## VORLIEGENDER TEXT
•••••

Was ist wenig Gewicht? 

Gibt es Eure Bikes auch mit Rohloff-OEM-Dropouts?

Nennt es doch "Pfadfinder"


----------



## Deleted 8566 (18. Juni 2003)

Pathfinder klingt cooler. 

Ein paar Namen fallen mir schon ein, aber die werden schon von anderen Herstellern verwendet.

"Gotama" wär´ nicht schlecht, oder "Sanouk".


----------



## AnthonyXIV (20. Juni 2003)

Danke @  Tyrolens für die Namen... die werden bei uns alle gesammelt und dann wird in einer Brainstorming Aktion entschieden!

@ gage: Im Vergelich zum Faunus wird das Enduro Bike 145 mm Federweg aufweisen. Es ist eine völlige Neukonstruktion. Ein Vergleich ist also unnütz, da es wie gesagt ein komplett neues Bike ist. Alle anderen Facts kommen sobald wie möglich.
Rohloff ist grundsätzlich möglich, macht aber meiner Ansicht nur beim Hardtail Sinn. Dies wäre bei uns kein Problem.

•••••

## AUFGABENSTELLUNG
Schreib den Forumsthread über das geplante Enduro-Bike nach seinem letzten Satz weiter.

Zeilen aus einem Datensatz:
•••••

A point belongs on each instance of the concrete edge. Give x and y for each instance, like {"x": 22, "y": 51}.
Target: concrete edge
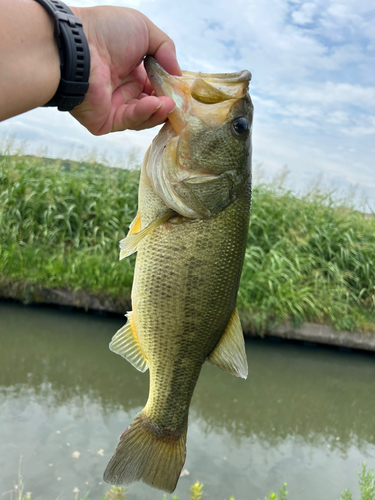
{"x": 33, "y": 294}
{"x": 322, "y": 334}
{"x": 308, "y": 332}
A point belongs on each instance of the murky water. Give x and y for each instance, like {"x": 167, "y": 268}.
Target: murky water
{"x": 304, "y": 416}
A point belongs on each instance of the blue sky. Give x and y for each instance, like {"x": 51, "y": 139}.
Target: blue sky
{"x": 313, "y": 87}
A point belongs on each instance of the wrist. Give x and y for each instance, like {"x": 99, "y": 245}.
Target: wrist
{"x": 30, "y": 62}
{"x": 74, "y": 56}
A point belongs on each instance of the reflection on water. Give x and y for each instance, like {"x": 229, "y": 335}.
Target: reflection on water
{"x": 304, "y": 416}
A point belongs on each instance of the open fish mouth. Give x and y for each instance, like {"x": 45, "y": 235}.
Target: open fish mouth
{"x": 192, "y": 89}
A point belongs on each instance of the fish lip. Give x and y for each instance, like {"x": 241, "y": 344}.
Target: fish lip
{"x": 161, "y": 81}
{"x": 171, "y": 86}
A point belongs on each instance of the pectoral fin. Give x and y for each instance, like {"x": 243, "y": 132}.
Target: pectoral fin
{"x": 229, "y": 354}
{"x": 135, "y": 226}
{"x": 129, "y": 244}
{"x": 126, "y": 343}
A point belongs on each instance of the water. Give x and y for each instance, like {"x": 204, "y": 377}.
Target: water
{"x": 304, "y": 416}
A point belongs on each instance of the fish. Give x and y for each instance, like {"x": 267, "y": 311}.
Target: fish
{"x": 190, "y": 236}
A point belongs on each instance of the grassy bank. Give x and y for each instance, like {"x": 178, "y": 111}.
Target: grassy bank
{"x": 308, "y": 259}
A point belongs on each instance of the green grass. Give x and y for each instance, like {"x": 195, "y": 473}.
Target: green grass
{"x": 308, "y": 258}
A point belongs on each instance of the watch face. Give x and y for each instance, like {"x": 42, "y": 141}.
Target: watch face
{"x": 74, "y": 54}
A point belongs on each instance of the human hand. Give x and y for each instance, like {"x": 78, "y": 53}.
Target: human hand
{"x": 120, "y": 94}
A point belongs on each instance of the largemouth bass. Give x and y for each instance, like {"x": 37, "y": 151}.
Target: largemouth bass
{"x": 190, "y": 234}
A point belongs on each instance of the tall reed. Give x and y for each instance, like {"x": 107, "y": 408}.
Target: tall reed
{"x": 308, "y": 258}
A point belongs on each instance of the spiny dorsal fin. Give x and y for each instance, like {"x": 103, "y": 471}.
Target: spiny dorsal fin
{"x": 125, "y": 343}
{"x": 129, "y": 244}
{"x": 230, "y": 354}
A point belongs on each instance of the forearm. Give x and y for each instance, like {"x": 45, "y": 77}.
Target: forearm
{"x": 29, "y": 57}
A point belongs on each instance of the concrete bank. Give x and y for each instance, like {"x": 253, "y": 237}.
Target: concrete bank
{"x": 308, "y": 332}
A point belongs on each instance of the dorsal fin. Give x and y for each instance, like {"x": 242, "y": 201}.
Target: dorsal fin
{"x": 229, "y": 354}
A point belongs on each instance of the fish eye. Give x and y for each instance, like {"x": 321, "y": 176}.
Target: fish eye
{"x": 241, "y": 126}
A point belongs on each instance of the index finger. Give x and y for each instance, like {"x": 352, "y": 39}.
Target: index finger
{"x": 162, "y": 48}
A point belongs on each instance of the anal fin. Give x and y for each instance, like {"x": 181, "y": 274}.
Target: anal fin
{"x": 129, "y": 244}
{"x": 229, "y": 354}
{"x": 126, "y": 343}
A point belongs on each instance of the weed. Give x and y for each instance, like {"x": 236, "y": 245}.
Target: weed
{"x": 308, "y": 258}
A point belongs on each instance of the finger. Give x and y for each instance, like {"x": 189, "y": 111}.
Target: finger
{"x": 146, "y": 113}
{"x": 162, "y": 48}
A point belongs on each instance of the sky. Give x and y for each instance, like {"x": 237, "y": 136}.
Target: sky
{"x": 313, "y": 88}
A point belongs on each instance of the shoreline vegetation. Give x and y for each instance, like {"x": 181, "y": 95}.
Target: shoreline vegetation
{"x": 309, "y": 259}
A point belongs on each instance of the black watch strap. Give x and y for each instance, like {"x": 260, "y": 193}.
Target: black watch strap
{"x": 74, "y": 54}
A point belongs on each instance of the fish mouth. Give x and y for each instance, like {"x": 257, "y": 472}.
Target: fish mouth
{"x": 171, "y": 86}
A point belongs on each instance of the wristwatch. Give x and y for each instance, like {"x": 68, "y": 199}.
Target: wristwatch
{"x": 74, "y": 55}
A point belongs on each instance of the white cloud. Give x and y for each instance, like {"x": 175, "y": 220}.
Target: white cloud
{"x": 313, "y": 82}
{"x": 305, "y": 14}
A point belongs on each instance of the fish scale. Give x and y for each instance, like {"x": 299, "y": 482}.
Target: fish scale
{"x": 190, "y": 234}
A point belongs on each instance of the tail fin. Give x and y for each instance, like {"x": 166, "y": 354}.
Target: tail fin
{"x": 148, "y": 454}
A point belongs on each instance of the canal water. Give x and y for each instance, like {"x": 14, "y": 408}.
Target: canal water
{"x": 305, "y": 416}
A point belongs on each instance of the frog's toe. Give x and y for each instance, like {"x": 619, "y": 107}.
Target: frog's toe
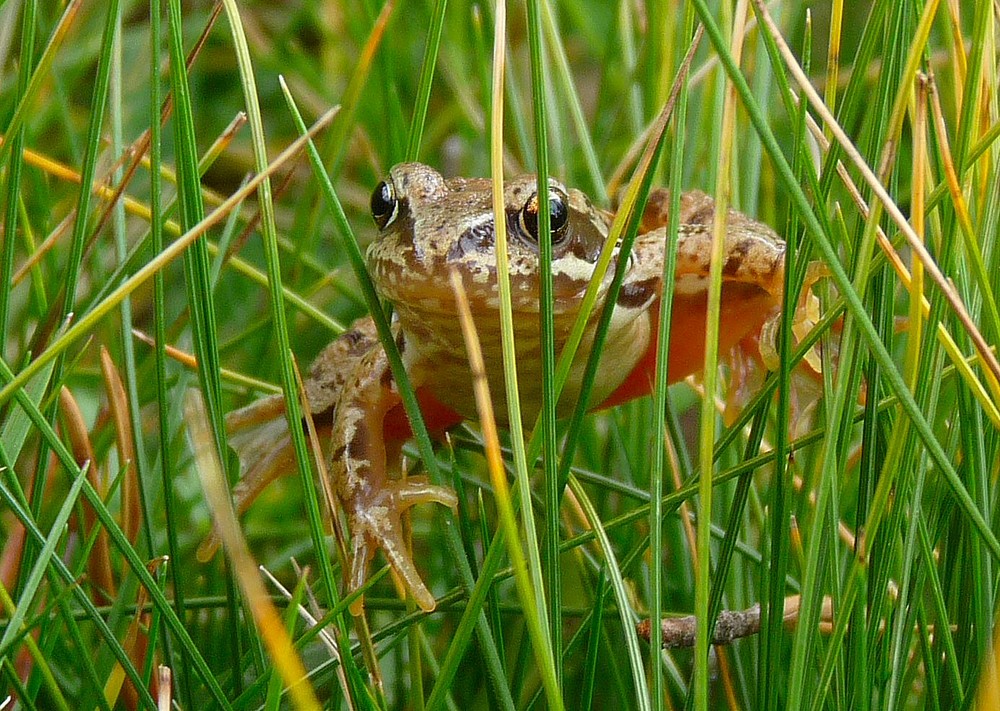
{"x": 378, "y": 525}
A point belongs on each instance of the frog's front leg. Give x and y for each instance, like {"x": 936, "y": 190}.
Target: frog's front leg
{"x": 359, "y": 467}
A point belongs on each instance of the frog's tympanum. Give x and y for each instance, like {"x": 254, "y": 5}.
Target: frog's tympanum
{"x": 429, "y": 226}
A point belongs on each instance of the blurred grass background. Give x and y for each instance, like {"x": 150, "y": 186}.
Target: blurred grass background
{"x": 912, "y": 605}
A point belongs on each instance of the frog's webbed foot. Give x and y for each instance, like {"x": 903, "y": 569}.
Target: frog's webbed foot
{"x": 376, "y": 523}
{"x": 374, "y": 502}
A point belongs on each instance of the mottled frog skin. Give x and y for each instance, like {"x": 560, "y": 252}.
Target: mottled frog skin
{"x": 429, "y": 225}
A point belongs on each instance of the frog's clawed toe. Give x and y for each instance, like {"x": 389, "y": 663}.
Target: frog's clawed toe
{"x": 378, "y": 525}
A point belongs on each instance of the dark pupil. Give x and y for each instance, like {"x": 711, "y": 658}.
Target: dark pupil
{"x": 558, "y": 214}
{"x": 382, "y": 203}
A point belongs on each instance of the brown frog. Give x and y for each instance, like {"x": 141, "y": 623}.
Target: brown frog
{"x": 429, "y": 225}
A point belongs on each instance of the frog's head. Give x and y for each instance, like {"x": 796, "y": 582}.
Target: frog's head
{"x": 429, "y": 225}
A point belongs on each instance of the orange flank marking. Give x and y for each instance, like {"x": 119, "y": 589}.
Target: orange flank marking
{"x": 437, "y": 417}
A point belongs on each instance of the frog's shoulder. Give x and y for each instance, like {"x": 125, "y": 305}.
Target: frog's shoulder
{"x": 753, "y": 252}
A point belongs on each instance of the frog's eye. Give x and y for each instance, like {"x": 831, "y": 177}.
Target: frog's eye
{"x": 558, "y": 216}
{"x": 384, "y": 205}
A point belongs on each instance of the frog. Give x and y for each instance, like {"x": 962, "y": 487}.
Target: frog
{"x": 429, "y": 226}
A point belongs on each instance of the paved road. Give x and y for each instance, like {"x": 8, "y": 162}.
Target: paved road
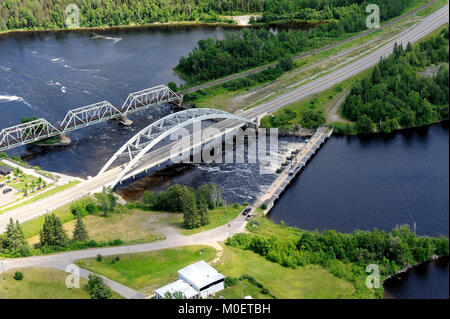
{"x": 304, "y": 55}
{"x": 162, "y": 154}
{"x": 60, "y": 261}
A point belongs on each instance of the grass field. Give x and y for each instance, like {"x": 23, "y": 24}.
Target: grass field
{"x": 130, "y": 225}
{"x": 310, "y": 282}
{"x": 31, "y": 228}
{"x": 134, "y": 227}
{"x": 217, "y": 217}
{"x": 39, "y": 283}
{"x": 242, "y": 289}
{"x": 40, "y": 196}
{"x": 148, "y": 271}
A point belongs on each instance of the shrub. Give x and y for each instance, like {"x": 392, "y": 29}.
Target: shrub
{"x": 18, "y": 275}
{"x": 90, "y": 208}
{"x": 172, "y": 86}
{"x": 231, "y": 281}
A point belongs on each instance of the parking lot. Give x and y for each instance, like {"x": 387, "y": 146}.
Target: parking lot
{"x": 8, "y": 197}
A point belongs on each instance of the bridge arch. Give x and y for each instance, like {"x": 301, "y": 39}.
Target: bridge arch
{"x": 140, "y": 144}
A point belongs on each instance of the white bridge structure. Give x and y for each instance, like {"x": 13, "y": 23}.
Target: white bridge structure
{"x": 40, "y": 129}
{"x": 144, "y": 141}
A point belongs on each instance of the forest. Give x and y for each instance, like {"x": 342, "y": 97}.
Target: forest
{"x": 344, "y": 255}
{"x": 397, "y": 94}
{"x": 238, "y": 51}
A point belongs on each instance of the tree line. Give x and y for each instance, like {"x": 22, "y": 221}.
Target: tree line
{"x": 192, "y": 202}
{"x": 53, "y": 236}
{"x": 344, "y": 255}
{"x": 238, "y": 51}
{"x": 396, "y": 95}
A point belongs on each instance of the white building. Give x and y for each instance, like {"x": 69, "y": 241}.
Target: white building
{"x": 203, "y": 278}
{"x": 176, "y": 286}
{"x": 198, "y": 280}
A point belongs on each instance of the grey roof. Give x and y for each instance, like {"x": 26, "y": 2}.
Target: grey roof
{"x": 200, "y": 274}
{"x": 180, "y": 286}
{"x": 5, "y": 169}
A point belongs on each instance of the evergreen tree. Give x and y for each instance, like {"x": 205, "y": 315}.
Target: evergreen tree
{"x": 189, "y": 209}
{"x": 52, "y": 233}
{"x": 14, "y": 239}
{"x": 203, "y": 213}
{"x": 80, "y": 233}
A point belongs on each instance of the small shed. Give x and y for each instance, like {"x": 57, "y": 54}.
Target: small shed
{"x": 5, "y": 170}
{"x": 176, "y": 286}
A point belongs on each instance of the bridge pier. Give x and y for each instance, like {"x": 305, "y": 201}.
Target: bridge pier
{"x": 124, "y": 120}
{"x": 65, "y": 140}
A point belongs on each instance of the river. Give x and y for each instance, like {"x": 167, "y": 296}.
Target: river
{"x": 372, "y": 182}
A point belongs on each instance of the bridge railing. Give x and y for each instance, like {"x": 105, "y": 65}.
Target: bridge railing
{"x": 26, "y": 133}
{"x": 88, "y": 115}
{"x": 85, "y": 116}
{"x": 141, "y": 100}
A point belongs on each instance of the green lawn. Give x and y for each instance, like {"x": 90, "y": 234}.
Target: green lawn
{"x": 217, "y": 217}
{"x": 40, "y": 196}
{"x": 310, "y": 282}
{"x": 243, "y": 288}
{"x": 148, "y": 271}
{"x": 39, "y": 283}
{"x": 20, "y": 182}
{"x": 31, "y": 228}
{"x": 132, "y": 226}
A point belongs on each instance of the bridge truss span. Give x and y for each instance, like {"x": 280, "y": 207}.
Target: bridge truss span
{"x": 140, "y": 100}
{"x": 86, "y": 116}
{"x": 146, "y": 139}
{"x": 26, "y": 133}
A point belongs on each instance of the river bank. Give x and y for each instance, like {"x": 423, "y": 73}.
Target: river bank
{"x": 424, "y": 281}
{"x": 156, "y": 25}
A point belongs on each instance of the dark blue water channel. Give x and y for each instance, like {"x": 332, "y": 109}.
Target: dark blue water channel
{"x": 351, "y": 183}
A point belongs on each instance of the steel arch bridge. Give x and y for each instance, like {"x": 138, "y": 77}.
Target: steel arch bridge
{"x": 146, "y": 139}
{"x": 40, "y": 129}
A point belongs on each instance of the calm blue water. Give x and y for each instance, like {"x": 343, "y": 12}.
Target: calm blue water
{"x": 352, "y": 182}
{"x": 366, "y": 182}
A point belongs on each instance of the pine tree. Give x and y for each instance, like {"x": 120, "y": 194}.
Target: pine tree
{"x": 53, "y": 233}
{"x": 203, "y": 213}
{"x": 14, "y": 240}
{"x": 189, "y": 208}
{"x": 80, "y": 233}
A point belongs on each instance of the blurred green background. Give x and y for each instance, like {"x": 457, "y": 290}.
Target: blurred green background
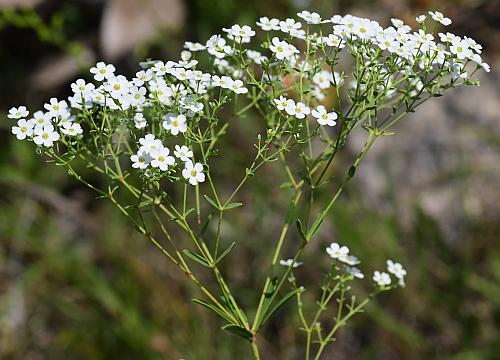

•••••

## LÖSUNG
happy trailz 

AnthonyXIV


----------



## playbike (20. Juni 2003)

Hätte auch interesse am Faunus Enduro. Bitte baldmöglichste alle Details veröffentlichen 
Wie wärs mit "relationship" als Namen?


----------



## AnthonyXIV (23. Juni 2003)

die Infos für die neuen Bikes (Enduro, Freeride ???)  kommen wie gesagt sobald wie möglich (Grade ist hier so richtiger Eurobike Streß) ) ... wir wollen ja für euch was bieten.
im Bereich Namensfindung sind wir immer noch nicht weiter... es sollte auf jeden Fall ein deutscher Name sein (so wie Sauss und Brauss)  
Pfadfinder ist schonmal ganz gut!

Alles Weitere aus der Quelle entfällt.